§ SUPPLIED TEXT:

※

Implement wxRegEx using PCRE

Adjust the tests and document the incompatibilities with the previously used regex syntax. In this commit the use of PCRE is conditional on wxUSE_PCRE which is never defined as 1 yet, so the new code is still disabled.
2021-07-17 17:00:19 +02:00
parent 912f4b76ac
commit fa59d5700a
5 changed files with 809 additions and 42 deletions
--- a/src/common/regex.cpp
+++ b/src/common/regex.cpp
@@ -37,16 +37,234 @@
 #   include <sys/types.h>
 #endif

-#include <regex.h>
-
 // WXREGEX_USING_BUILTIN    defined when using the built-in regex lib
 // WXREGEX_USING_RE_SEARCH  defined when using re_search in the GNU regex lib
 // WXREGEX_CONVERT_TO_MB    defined when the regex lib is using chars and
 //                          wxChar is wide, so conversion to UTF-8 must be done
+// wxRegChar                the character type used by the regular expression engine
 //
+
+#if wxUSE_PCRE
+    // Use the same code unit width for PCRE as we use for wxString.
+#   if !wxUSE_UNICODE || wxUSE_UNICODE_UTF8
+#       define PCRE2_CODE_UNIT_WIDTH 8
+        typedef char wxRegChar;
+#   elif wxUSE_UNICODE_UTF16
+#       define PCRE2_CODE_UNIT_WIDTH 16
+        typedef wchar_t wxRegChar;
+#   else
+#       define PCRE2_CODE_UNIT_WIDTH 32
+        typedef wchar_t wxRegChar;
+#   endif
+    typedef wxRegChar wxRegErrorChar;
+
+    // We currently always use PCRE as a static library under MSW.
+#   ifdef __WINDOWS__
+#       define PCRE2_STATIC
+#   endif
+
+#   include <pcre2.h>
+
+#   if wxUSE_UNICODE_UTF8
+#       define WXREGEX_CONVERT_TO_MB
+#   endif
+
+#   define WX_NO_REGEX_ADVANCED
+
+// There is an existing pcre2posix library which provides regxxx()
+// implementations, but we don't use it because:
+//
+//  0. The plan is to stop using POSIX API soon anyhow.
+//  1. It's yet another system library to depend on.
+//  2. We can add non-standard "len" parameter to regexec().
+//  3. We want to use PCRE2_ALT_BSUX for compatibility, but we can't
+//     set it using just the POSIX API.
+//
+// So implement these functions ourselves.
+namespace
+{
+
+// Define POSIX constants and structs ourselves too.
+
+#define REG_EXTENDED  0         // Unused, for compatibility only.
+
+#define REG_ICASE     0x0001    // Same as PCRE2_CASELESS.
+#define REG_NEWLINE   0x0002    // Same as PCRE2_MULTILINE.
+#define REG_NOTBOL    0x0004    // Same as PCRE2_NOTBOL.
+#define REG_NOTEOL    0x0008    // Same as PCRE2_NOTEOL.
+#define REG_NOSUB     0x0020    // Don't return matches.
+#define REG_NOTEMPTY  0x0100    // Same as PCRE2_NOTEMPTY.
+
+enum
+{
+    REG_NOERROR = 0,    // Must be 0.
+    REG_NOMATCH,        // Returned from regexec().
+    REG_BADPAT,         // Catch-all error returned from regcomp().

※

§ PROVIDED MATERIAL:
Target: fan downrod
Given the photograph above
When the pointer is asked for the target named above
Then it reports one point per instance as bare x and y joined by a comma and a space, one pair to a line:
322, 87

※

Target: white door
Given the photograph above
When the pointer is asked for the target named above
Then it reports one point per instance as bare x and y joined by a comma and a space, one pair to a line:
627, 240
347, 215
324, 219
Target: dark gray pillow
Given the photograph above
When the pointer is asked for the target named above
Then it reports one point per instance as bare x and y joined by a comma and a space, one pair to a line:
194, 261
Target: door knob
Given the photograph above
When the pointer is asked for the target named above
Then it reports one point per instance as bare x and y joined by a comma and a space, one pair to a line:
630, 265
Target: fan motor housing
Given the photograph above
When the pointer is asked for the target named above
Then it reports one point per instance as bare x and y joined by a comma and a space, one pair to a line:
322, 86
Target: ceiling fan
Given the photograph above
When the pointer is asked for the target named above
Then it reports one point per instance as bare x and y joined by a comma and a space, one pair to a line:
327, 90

※

Continue the wxRegEx PCRE commit diff shown above, starting right after its last line.

+    REG_ESPACE          // Catch-all errir returned from regexec().
+};
+
+typedef size_t regoff_t;
+
+struct regex_t
+{
+    // This is the only "public" field -- not that it really matters anyhow for
+    // this private struct.
+    size_t re_nsub;
+
+    pcre2_code* code;
+    pcre2_match_data* match_data;
+
+    int errorcode;
+    regoff_t erroroffset;
+};
+
+struct regmatch_t
+{
+    regoff_t rm_so;
+    regoff_t rm_eo;
+};
+
+int wx_regcomp(regex_t* preg, const wxRegChar* pattern, int cflags)
+{
+    // PCRE2_UTF is required in order to handle non-ASCII characters when using
+    // 8-bit version of the library.
+    //
+    // Use PCRE2_ALT_BSUX because we want to handle \uXXXX for compatibility
+    // with the previously used regex library and because it's useful.
+    int options = PCRE2_UTF | PCRE2_ALT_BSUX;
+
+    if ( cflags & REG_ICASE )
+        options |= PCRE2_CASELESS;
+
+    // Default behaviour of the old regex library corresponds to DOTALL i.e.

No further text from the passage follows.